• _QUOTED PASSAGE_
##########
# Jimmy the Wonder Cat



## seashell (Dec 5, 2003)

I thought I'd use the Cat Tails section to tell you about how Jimmy has just revealed his Special Powers and turned in to Jimmy the Wonder Cat  
It happened at the weekend, when Partner went out to a stag night (US= Bachelor party) I knew he would be out late, so I didn't wait up.
At about 3.30 am I was woken by Jimmy scrambling off the window sill where he had been sleeping, and running to the front door. I thought he had seen Partner coming up the street, but after quite a while when there was no sign of Partner I concluded that Jimmy had just been spooked by something.
But then he started yowling and yowling at the front door. I did my best to ignore him, as usually that would make him stop after while. But this time, he just went on yowling and yowling.
Then he came back in to the bedroom and sat down by the bed, giving me his Total Cat Stare. But when I put my hand out to stroke him, he just ran to the door looing over his shoulder. He really looked as if he wanted me to follow him, so reluctantly I got up and he led me to the front door.
Well I opened the door to the flat, and there was Partner slumped on the landing, looking very mcuh the worse for wear :roll: 
The Idiot Boy had over-imbibed and, after crawling up the appartment stairs, became incapable of getting in the door.
Well I had to help him in the door and put him to bed.
But its all thanks to Jimmy for letting me know that the Idiot Boy was out there needing assistance. It was like an episode of 'Lassie'!
But not so much 'What's that, Lassie, Bert has fallen into a well in the forest?'
More like 'What's that, Jimmy, Partner has fallen into a stupor on the landing?' :lol: 
Anyway, Jimmy got an extra helping of rabbit flavour Felix for being so good!
(And let this be a warning to young people on Catforum - do not over-indulge like Idiot Bot. Its not worth it, kids!)

seashell


----------



## Lilly (Nov 8, 2003)

ha ha ha ha! What a great story! Poor idiot bot!


----------



## Jeanie (Jun 18, 2003)

Partner is lucky that SOMEONE was still speaking to him, and FOR him! Clever boy. It wouldn't have been much fun sleeping outside the apartment all night. :wink:


----------
##########
• _MATERIAL SUPPLIED_
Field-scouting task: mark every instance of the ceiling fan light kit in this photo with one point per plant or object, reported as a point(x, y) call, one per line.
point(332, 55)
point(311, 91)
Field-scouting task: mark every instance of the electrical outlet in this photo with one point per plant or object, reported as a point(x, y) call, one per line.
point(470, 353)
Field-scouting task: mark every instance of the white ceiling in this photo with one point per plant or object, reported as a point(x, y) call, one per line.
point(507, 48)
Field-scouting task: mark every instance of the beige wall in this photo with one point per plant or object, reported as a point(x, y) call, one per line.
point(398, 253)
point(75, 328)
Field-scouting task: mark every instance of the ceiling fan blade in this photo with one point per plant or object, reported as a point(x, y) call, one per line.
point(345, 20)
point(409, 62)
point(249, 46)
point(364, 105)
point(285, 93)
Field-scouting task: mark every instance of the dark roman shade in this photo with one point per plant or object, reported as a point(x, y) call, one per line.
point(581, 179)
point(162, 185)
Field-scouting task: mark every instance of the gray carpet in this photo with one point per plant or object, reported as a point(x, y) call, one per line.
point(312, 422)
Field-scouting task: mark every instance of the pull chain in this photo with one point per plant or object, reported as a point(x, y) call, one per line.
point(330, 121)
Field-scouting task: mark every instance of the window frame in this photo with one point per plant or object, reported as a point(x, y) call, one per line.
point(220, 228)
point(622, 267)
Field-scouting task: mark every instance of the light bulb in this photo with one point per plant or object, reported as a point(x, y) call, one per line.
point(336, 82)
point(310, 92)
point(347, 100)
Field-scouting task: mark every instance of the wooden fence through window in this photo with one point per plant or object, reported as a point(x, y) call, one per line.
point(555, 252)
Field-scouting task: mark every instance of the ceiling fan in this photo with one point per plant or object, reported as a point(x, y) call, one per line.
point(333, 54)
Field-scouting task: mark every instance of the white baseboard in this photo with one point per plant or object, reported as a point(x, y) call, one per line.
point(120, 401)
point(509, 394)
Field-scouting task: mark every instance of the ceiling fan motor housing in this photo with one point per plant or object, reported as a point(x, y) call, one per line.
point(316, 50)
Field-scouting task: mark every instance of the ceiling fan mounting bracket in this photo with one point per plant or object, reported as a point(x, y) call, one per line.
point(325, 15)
##########
• _CHALLENGE_
In the forum thread about Jimmy the Wonder Cat, what reward did Jimmy receive for alerting the poster? The entries play no part in the work here.

• _RESULT FOR THIS EXERCISE_
An extra helping of rabbit-flavored Felix.